> _Required action_
When you copy the material below, keep every line exact and leave each picture out.

> _Records provided_

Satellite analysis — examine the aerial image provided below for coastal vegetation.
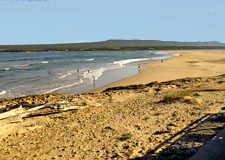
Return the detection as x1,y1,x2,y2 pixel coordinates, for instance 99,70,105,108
1,39,225,52
162,91,192,103
117,132,133,141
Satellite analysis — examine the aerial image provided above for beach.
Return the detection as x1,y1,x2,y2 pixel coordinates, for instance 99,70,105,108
95,50,225,92
0,50,225,159
0,50,173,99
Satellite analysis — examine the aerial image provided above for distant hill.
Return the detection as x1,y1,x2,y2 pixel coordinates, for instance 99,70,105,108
1,39,225,52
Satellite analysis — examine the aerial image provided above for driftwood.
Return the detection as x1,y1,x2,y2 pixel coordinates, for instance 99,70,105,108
0,104,20,113
167,86,225,93
0,102,101,124
187,86,225,92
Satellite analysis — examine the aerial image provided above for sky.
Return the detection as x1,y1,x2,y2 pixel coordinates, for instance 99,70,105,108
0,0,225,44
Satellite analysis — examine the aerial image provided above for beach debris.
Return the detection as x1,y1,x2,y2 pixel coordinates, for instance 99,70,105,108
182,96,202,105
0,101,101,124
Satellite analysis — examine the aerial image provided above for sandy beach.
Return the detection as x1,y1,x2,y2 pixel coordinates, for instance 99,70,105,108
95,50,225,92
0,50,225,159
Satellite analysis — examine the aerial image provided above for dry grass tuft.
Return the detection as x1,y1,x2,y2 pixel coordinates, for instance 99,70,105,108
162,91,192,103
117,132,133,141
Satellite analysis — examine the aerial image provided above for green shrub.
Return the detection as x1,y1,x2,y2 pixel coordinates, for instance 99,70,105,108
117,132,133,141
125,149,134,157
154,112,162,116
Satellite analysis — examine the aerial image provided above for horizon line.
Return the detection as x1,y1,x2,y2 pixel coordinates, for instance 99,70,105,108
0,39,222,46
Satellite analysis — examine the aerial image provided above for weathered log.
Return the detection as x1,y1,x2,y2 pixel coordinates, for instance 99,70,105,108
188,86,225,92
0,106,25,120
167,86,225,93
0,104,20,113
21,105,89,118
0,102,101,123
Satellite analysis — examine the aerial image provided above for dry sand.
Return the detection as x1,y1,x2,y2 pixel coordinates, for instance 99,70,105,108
0,50,225,160
95,50,225,92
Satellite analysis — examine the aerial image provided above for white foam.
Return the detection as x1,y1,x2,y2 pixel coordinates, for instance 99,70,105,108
14,61,49,68
14,64,30,67
21,64,30,67
154,51,167,55
58,71,74,79
41,61,49,64
113,58,151,67
14,63,31,68
83,58,152,81
0,90,7,95
151,56,171,60
173,53,181,56
83,67,106,80
155,51,180,57
85,58,94,61
0,68,10,71
44,79,84,94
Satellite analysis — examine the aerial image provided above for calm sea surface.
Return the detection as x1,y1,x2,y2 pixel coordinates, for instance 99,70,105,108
0,51,176,98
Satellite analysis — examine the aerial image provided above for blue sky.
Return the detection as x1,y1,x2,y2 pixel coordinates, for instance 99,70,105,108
0,0,224,44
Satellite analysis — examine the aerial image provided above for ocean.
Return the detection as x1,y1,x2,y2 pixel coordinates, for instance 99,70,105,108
0,50,176,99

> _Output for this exercise_
Satellite analysis — examine the aerial image provided below for coastal vegetation.
Return the detection as x1,y1,x2,y2 pixel coordinates, for instance 99,70,105,108
1,39,225,52
162,91,192,103
117,132,133,141
Satellite analysis — examine the aerial image provided above for beach.
Return the detection as x1,y1,x2,y2 pixel coordinates, for instance 99,70,105,108
95,50,225,92
0,50,225,159
0,50,173,99
Satellite analysis — examine the aerial image provided above for distant hill.
Return the detection as x1,y1,x2,y2 pixel coordinates, for instance 99,70,105,108
1,39,225,52
Satellite analysis — examine the aerial image provided above for driftwood.
Return the detection as x1,y1,x2,y2 pixel coordinates, for instance 99,70,105,108
0,104,20,113
167,86,225,93
0,102,101,124
187,86,225,92
Satellite analysis — examine the aerial image provided above for sky.
Return the detection as x1,y1,x2,y2 pixel coordinates, for instance 99,70,105,108
0,0,225,44
Satellite analysis — examine the aerial image provided above for beach debris.
Return the detection as x1,y1,x2,y2 pixel coordinates, for instance 99,70,105,108
182,96,202,105
0,101,101,124
Satellite analysis — examine the aerial image provided above for sandy beach.
Return the detection as x1,y1,x2,y2 pixel coordinates, for instance 99,70,105,108
95,50,225,92
0,50,225,159
Satellite analysis — examine the aerial image provided above for dry grass tuft.
Return the detection as x1,y1,x2,y2 pixel coordinates, for instance 99,70,105,108
162,91,192,103
117,132,133,141
Satellite analysis — examine the aerial image provided above for green shrub.
Return the detection as x1,y1,x2,y2 pixel coordinates, for instance 99,70,105,108
117,132,133,141
125,149,134,157
154,112,162,116
Satellite analysis — examine the aerial image provided above for horizon line.
Return the detection as x1,y1,x2,y2 pixel coordinates, for instance 99,70,105,108
0,39,222,46
Satellite analysis — examine the aerial image provided above for weathered log.
Return the detection as x1,y1,x2,y2 pixel coordinates, for instance 99,70,105,108
188,86,225,92
0,106,25,120
167,86,225,93
0,104,20,113
21,105,89,118
0,102,101,123
Satellite analysis — examine the aerial image provided above for dry sand.
Return the detection as x1,y1,x2,y2 pixel coordinates, for instance 99,70,105,108
0,50,225,160
95,50,225,92
Satellite analysis — examine the aerial image provided above for white foam.
Return the detection as x1,y1,x2,y2 pixel coordinates, for instance 99,70,105,108
14,61,49,68
14,64,30,67
21,64,30,67
154,51,167,55
58,71,74,79
41,61,49,64
113,58,151,67
14,63,31,68
83,58,152,81
0,90,7,95
151,56,171,60
173,53,181,56
83,67,106,80
155,51,180,57
85,58,94,61
0,68,10,71
44,79,84,94
Satellite analysis — examine the aerial image provided above for calm sea surface.
Return the detection as x1,y1,x2,y2 pixel coordinates, for instance 99,70,105,108
0,51,176,98
Satellite analysis — examine the aerial image provided above for blue sky.
Return the detection as x1,y1,x2,y2 pixel coordinates, for instance 99,70,105,108
0,0,224,44
Satellite analysis — examine the aerial image provided above for ocean.
Return the detection as x1,y1,x2,y2 pixel coordinates, for instance 99,70,105,108
0,50,176,99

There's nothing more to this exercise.